Uitspraak
HET GERECHTSHOF ARNHEM-LEEUWARDEN
Locatie Leeuwarden
Beschikking in de zaak van
de rechthebbende,
OBIN B.V.,
de bewindvoerder.
Gerechtshof Arnhem-Leeuwarden
In deze zaak heeft het Gerechtshof Arnhem-Leeuwarden op 25 juli 2013 uitspraak gedaan over de opheffing van de onderbewindstelling van de rechthebbende. De rechthebbende had eerder, op 18 december 2012, een verzoek ingediend bij de rechtbank Zwolle-Lelystad om het bewind op te heffen, maar dit verzoek was afgewezen. De rechthebbende ging in hoger beroep tegen deze beslissing. Tijdens de zitting op 1 juli 2013 heeft het hof de rechthebbende en haar advocaat gehoord, evenals de bewindvoerder, mevrouw M.H. Caeyers.
Het hof heeft vastgesteld dat de redenen voor de onderbewindstelling, die in 2011 waren ingesteld, niet langer aanwezig zijn. Dit oordeel is gebaseerd op een psychiatrisch onderzoek van de rechthebbende, waaruit bleek dat zij geen psychiatrisch toestandsbeeld vertoont en dat zij haar leven weer op de rit heeft. De rechthebbende heeft inmiddels een stabiele relatie en woont zelfstandig. Het hof heeft ook in overweging genomen dat de rechthebbende erkent dat zij nog enige begeleiding nodig heeft bij haar financiële zaken, en dat zij contact heeft opgenomen met de Gemeentelijke Kredietbank voor schuldhulpverlening.

• • • •

Wat te doen:
**a)** Wanneer diende de rechthebbende volgens de uitspraak over het bewind haar verzoek in bij de rechtbank Zwolle-Lelystad?
**b)** Pak de uitspraak over de opheffing van het bewind weer op en schrijf die verder vanaf het punt waar ze stopt.

• • • •

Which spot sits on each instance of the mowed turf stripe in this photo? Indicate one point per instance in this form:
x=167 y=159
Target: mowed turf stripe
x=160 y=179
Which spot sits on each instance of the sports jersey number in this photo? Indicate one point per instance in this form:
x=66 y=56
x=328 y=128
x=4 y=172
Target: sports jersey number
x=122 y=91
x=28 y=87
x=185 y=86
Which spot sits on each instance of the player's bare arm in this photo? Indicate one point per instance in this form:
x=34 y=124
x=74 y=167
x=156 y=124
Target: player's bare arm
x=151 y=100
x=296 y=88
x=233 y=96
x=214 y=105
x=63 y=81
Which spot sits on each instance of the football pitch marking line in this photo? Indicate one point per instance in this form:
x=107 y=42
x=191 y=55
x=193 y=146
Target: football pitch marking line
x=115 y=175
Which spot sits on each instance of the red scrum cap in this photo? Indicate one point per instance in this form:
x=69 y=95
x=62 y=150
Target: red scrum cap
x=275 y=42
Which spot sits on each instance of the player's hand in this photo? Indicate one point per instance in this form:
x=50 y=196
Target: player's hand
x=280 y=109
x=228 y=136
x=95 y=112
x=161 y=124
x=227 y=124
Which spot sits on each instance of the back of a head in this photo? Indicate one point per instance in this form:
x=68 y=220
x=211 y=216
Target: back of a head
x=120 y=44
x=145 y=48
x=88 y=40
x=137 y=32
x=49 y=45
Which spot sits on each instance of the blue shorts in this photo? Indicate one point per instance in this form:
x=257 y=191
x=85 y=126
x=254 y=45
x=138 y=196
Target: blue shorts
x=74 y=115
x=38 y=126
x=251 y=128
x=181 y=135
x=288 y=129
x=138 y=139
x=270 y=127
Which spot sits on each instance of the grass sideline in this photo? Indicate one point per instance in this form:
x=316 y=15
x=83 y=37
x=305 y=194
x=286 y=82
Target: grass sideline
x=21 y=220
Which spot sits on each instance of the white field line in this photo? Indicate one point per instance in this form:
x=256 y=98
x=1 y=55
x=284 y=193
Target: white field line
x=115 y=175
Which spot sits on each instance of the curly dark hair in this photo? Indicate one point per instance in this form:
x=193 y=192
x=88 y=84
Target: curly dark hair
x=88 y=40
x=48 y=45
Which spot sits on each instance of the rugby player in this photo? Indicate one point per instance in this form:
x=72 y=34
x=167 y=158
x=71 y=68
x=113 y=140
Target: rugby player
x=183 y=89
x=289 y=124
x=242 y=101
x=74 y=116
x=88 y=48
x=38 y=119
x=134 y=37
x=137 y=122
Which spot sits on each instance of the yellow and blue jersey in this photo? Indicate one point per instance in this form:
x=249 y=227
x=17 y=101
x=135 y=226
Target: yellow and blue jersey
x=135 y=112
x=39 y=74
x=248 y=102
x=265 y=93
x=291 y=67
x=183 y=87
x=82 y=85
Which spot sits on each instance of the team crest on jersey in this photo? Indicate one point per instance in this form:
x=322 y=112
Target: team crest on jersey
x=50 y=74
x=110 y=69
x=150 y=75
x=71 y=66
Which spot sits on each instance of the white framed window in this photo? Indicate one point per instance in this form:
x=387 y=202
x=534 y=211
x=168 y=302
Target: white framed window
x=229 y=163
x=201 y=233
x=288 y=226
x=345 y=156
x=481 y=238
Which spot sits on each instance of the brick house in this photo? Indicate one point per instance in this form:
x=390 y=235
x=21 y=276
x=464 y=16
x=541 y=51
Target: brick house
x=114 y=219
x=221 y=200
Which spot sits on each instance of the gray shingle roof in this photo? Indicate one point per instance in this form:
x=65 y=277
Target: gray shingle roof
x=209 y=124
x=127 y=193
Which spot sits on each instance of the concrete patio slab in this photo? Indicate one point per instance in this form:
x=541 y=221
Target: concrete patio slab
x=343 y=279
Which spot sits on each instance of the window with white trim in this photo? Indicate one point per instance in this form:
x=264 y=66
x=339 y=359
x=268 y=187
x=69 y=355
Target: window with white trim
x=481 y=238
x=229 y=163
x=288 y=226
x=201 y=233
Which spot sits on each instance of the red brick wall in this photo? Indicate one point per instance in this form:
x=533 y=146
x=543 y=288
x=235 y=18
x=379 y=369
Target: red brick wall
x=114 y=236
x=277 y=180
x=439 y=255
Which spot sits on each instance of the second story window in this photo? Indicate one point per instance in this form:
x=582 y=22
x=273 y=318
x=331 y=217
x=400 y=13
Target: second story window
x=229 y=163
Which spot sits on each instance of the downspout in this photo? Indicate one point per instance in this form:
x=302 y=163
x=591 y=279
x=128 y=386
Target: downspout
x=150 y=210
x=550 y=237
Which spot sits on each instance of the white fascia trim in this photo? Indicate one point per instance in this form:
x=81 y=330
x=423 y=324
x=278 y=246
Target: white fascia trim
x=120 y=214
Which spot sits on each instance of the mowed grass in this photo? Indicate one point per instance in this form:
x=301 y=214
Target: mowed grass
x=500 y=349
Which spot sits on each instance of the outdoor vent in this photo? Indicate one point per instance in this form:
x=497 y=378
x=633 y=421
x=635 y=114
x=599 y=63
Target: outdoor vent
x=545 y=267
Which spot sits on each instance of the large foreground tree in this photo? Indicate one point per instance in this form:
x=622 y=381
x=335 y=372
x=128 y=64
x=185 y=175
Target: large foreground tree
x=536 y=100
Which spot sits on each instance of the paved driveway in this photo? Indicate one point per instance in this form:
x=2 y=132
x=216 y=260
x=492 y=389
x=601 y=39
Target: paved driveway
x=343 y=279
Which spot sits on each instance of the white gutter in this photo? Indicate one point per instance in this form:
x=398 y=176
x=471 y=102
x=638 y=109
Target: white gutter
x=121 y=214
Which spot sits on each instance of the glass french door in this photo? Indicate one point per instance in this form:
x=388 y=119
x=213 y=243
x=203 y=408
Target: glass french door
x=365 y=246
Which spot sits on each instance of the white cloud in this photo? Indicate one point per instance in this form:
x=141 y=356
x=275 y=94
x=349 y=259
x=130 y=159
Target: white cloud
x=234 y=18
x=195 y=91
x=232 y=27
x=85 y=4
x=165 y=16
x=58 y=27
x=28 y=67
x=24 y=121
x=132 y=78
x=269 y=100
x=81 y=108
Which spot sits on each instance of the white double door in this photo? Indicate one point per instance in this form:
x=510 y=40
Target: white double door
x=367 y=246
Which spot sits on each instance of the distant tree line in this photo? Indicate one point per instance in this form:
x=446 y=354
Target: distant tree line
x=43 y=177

• • • •

Uitkomsten:
**a)** Op 18 december 2012.

**b)**
Op basis van deze bevindingen heeft het hof besloten de beschikking van de rechtbank te vernietigen en het bewind op te heffen. De beslissing is uitvoerbaar bij voorraad verklaard, wat betekent dat de opheffing van het bewind onmiddellijk van kracht is, ondanks mogelijke verdere rechtsmiddelen. Deze uitspraak markeert een belangrijke stap in de herinrichting van de financiële autonomie van de rechthebbende.